YOUR OBJECTIVE. Update the accessibility passage from "By Fred Sampson" to "the U.S. government." by replacing "products" with "systems", and write out that part again.

PASSAGE TO READ.

Sense and accessibility

“Pushing the Envelope” from ACM <interactions>, May/June 2007

By Fred Sampson

wfreds@acm.org

Well into the first decade of this century, we are all, presumably, familiar with the impact of the Americans with Disabilities Act (ADA), Section 508 of the Rehabilitation Act, and (Web Content Accessibility Guidelines 2) WCAG2, on the design and implementation of computer hardware and software.[1] Testing our products for accessibility is just part of the production cycle, especially for large software suppliers doing business with the U.S. government.

Yes, there remains a very real need for technological answers to the needs of the vision-impaired, to those with physical limitations, and for the cognitively-challenged to enhance their lives, to achieve and maintain independence. We have plenty of compassionate, capable researchers and practitioners addressing these issues, with the support of government and industry. For instance, IBM has a long history accommodating and supporting physical disabilities in the workplace, with a sort of affirmative action program that seeks to proactively include everyone in the benefits of technology.

SOURCE MATERIAL.

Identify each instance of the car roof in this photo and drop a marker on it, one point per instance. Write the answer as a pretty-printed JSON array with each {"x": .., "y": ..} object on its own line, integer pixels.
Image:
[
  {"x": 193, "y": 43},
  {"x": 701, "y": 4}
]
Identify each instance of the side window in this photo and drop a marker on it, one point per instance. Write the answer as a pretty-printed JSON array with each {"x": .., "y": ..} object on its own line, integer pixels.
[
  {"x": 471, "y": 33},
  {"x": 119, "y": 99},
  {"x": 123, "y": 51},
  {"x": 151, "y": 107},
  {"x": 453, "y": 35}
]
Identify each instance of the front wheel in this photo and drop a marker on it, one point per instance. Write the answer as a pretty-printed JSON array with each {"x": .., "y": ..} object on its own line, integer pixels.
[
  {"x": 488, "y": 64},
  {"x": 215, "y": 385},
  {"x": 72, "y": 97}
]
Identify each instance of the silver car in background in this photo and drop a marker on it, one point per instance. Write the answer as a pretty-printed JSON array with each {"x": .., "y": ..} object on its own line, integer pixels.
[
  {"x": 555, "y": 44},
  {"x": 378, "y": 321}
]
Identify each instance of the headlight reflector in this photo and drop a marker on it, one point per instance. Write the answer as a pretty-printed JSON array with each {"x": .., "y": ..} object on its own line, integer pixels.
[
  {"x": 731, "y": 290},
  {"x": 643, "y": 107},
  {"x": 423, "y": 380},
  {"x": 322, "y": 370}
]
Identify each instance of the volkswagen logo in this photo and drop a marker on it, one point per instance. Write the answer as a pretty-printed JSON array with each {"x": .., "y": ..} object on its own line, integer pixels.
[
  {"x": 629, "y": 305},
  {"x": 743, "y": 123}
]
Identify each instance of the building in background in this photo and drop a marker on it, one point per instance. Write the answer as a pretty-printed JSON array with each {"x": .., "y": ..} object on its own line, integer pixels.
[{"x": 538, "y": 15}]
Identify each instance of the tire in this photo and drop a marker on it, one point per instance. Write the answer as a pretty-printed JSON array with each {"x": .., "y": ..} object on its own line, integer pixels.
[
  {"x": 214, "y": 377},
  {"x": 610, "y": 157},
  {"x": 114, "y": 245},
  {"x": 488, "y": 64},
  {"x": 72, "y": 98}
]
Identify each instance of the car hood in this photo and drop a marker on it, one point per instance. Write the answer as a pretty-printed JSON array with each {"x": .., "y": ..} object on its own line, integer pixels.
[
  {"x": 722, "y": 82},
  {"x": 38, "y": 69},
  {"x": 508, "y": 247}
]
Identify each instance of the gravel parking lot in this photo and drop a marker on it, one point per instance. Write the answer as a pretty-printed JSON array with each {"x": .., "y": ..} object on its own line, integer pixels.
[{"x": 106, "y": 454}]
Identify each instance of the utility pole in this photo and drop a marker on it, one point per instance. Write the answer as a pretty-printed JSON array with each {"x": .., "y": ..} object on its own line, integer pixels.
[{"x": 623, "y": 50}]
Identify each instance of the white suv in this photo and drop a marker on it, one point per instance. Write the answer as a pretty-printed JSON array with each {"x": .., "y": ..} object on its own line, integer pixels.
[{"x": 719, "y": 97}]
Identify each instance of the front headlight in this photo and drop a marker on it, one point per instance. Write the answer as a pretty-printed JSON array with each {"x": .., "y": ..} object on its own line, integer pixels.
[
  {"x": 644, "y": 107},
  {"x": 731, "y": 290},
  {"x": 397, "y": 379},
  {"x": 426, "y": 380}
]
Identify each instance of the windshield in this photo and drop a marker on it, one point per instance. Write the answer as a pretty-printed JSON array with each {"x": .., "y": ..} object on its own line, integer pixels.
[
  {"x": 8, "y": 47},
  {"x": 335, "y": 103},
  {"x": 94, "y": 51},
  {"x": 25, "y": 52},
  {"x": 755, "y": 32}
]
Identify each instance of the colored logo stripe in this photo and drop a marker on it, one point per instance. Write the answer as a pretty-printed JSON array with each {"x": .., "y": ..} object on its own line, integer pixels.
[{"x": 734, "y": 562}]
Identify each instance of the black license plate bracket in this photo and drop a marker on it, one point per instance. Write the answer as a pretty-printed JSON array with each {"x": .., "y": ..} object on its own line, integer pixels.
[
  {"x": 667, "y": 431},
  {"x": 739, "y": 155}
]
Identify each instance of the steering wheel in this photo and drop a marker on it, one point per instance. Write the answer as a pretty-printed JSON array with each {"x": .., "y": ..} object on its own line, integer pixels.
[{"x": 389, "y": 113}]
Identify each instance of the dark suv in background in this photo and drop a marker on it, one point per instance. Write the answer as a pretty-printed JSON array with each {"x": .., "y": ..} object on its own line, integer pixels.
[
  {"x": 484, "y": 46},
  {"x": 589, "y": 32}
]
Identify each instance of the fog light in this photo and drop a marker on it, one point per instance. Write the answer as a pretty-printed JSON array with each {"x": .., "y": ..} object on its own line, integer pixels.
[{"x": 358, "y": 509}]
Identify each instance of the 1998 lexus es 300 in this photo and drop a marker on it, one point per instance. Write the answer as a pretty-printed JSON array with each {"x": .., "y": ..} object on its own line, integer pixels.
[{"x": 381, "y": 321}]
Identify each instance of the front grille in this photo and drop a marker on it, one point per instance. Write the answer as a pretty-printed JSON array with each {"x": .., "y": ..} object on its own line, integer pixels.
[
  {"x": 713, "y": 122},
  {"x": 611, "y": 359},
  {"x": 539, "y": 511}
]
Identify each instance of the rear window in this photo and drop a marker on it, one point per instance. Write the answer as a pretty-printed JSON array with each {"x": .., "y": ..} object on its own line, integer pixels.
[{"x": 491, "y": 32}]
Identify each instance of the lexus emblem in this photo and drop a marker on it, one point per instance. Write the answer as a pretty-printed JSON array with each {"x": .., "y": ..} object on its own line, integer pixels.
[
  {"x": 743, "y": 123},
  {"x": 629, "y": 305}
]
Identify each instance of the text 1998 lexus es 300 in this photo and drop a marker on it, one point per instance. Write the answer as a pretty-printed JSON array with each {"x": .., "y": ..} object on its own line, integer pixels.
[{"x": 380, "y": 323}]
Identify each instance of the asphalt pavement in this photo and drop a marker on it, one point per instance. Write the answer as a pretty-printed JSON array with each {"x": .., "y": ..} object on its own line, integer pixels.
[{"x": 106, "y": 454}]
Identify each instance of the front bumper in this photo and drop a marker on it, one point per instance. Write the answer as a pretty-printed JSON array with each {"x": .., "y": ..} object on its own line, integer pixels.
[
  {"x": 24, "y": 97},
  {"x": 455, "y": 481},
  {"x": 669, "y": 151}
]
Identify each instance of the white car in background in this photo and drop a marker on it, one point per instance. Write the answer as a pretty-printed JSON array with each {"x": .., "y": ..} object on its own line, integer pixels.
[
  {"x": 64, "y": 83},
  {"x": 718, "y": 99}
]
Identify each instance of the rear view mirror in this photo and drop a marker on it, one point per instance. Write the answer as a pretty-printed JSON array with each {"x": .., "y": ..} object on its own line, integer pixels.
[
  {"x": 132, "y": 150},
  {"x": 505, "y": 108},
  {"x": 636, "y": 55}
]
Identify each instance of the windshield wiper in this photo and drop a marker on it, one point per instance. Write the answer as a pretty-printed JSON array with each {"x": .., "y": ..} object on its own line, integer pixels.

WRITTEN ANSWER.
By Fred Sampson

wfreds@acm.org

Well into the first decade of this century, we are all, presumably, familiar with the impact of the Americans with Disabilities Act (ADA), Section 508 of the Rehabilitation Act, and (Web Content Accessibility Guidelines 2) WCAG2, on the design and implementation of computer hardware and software.[1] Testing our systems for accessibility is just part of the production cycle, especially for large software suppliers doing business with the U.S. government.